CHP’den hükümetin EEK kararlarına sert tepki: Türkiye tarihinin en ciddiyetsiz iktidarı

Example HTML page

 

selin-sayek-boke
CHP’li Böke, Başbakan’ın “bütçede kaydırmalar yaparız” ifadesi üzerine; hükümetin Türkiye tarihinin en ciddiyetsiz iktidarı olduğunu söyledi.

Hükümetin yaklaşık bir hafta önce açıkladığı EEK kararları üzerine bir basın açıklaması yapan CHP’nin Ekonomiden Sorumlu Başkan Yardımcısı Selin Sayek Böke, hükümetin ekonomide yaşanan sorunları idrak edemediğini ifade etti.

İşte Böke’nin o açıklaması:

Hükümetin 6 gün önce yapılan EKK toplantısında kararlaştırdığı ekonomik tedbirler paketi dün kamuoyuna açıklandı. Bir kez daha hükümetin, ekonomide zaten uzunca bir süredir yaşanan sıkıntıların üzerine eklenen yeni ve daha kritik sorunlar yumağını idrak etmekten uzak olduğu anlaşıldı.

Vahim durumu bir türlü anlayamayan ya da anlamak istemeyen hükümet, bugün krediye erişimden, üretime, iflas ve tasfiyelerden, piyasaların durmasına kadar ekonomide yaşanan tüm sorunların, yaratılan güvensizlik ve hukuksuzluk ortamından kaynaklandığını ısrarla görmek istemiyor. Üstelik, hükümet dün yaptığı açıklamayla, bunlara bir sorun daha ekliyor: Ciddiyetsizlik sorunu. Hükümet, “sorunları tespit etmek ve çözmek” ciddiyetinden artık iyice uzaklaşmış durumda.

Bu ciddiyetsizlik öyle bir hal aldı ki, Başbakan Binali Yıldırım’ın paketle ilgili sorulara, “bütçede kaydırmalar yaparız” yanıtı verdiği sırada, TBMM’nde 2017 bütçe görüşmeleri sürüyordu. TBMM’nin bütçe görüşmelerini bile “sıra savma” olarak gören Başbakan ve hükümeti, bu ciddiyetsizlikle Türkiye tarihinde, daha yasalaşmadan “delinen bütçe” yapan en ciddiyetsiz iktidar olarak da kayıtlara geçmiş oldu.

===

Çalışılacak Konular ::
**A)** Verilen metinde "selin-sayek-boke" sözlerini içeren yerle başlayıp "uzak olduğu anlaşıldı." sözleriyle biten bölümü hiçbir değişiklik yapmadan yeniden yazın.
**B)** Verilen metne göre Selin Sayek Böke, CHP'de hangi görevi yürütmektedir?

Veri Kümesinden Kesit ::
===

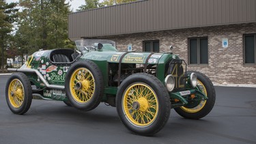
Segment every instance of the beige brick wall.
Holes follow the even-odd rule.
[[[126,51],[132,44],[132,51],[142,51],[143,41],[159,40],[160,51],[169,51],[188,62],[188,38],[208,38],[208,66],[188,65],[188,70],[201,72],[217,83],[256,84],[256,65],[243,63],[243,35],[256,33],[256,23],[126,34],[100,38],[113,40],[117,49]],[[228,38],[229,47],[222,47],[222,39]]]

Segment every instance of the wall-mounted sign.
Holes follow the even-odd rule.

===

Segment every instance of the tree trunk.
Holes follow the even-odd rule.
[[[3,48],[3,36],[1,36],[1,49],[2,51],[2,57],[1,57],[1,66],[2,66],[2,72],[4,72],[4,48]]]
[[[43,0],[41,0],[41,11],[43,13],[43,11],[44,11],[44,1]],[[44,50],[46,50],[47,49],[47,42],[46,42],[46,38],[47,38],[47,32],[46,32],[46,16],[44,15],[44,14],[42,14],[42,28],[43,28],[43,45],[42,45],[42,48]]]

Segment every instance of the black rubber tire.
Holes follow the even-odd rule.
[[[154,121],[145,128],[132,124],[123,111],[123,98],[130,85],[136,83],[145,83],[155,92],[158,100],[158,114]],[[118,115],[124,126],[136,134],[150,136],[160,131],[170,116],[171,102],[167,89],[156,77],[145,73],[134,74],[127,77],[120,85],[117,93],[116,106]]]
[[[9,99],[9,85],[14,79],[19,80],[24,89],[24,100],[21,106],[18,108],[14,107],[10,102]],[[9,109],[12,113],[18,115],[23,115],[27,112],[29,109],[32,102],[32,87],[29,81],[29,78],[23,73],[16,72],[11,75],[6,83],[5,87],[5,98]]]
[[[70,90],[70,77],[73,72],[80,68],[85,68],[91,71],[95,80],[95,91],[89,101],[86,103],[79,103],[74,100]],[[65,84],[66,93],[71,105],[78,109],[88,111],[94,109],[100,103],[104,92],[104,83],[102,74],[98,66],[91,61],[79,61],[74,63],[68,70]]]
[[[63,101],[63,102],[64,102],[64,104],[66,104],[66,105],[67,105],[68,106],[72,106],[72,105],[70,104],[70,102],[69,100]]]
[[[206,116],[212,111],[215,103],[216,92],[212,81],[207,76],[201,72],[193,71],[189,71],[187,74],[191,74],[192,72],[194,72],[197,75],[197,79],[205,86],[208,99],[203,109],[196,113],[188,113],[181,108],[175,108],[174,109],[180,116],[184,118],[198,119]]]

===

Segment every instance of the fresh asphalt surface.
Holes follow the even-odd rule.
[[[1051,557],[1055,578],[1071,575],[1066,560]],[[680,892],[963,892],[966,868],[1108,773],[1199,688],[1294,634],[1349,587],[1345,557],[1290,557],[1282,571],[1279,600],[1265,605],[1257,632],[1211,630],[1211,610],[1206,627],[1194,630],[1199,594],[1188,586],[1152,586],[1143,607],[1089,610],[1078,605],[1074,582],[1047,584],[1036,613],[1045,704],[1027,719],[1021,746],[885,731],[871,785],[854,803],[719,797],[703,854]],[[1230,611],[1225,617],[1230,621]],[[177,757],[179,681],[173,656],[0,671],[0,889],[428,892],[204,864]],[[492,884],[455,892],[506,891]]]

===

Çözümler ::
**A)**
selin-sayek-boke
CHP’li Böke, Başbakan’ın “bütçede kaydırmalar yaparız” ifadesi üzerine; hükümetin Türkiye tarihinin en ciddiyetsiz iktidarı olduğunu söyledi.

Hükümetin yaklaşık bir hafta önce açıkladığı EEK kararları üzerine bir basın açıklaması yapan CHP’nin Ekonomiden Sorumlu Başkan Yardımcısı Selin Sayek Böke, hükümetin ekonomide yaşanan sorunları idrak edemediğini ifade etti.

İşte Böke’nin o açıklaması:

Hükümetin 6 gün önce yapılan EKK toplantısında kararlaştırdığı ekonomik tedbirler paketi dün kamuoyuna açıklandı. Bir kez daha hükümetin, ekonomide zaten uzunca bir süredir yaşanan sıkıntıların üzerine eklenen yeni ve daha kritik sorunlar yumağını idrak etmekten uzak olduğu anlaşıldı.

**B)** Ekonomiden Sorumlu Başkan Yardımcısı.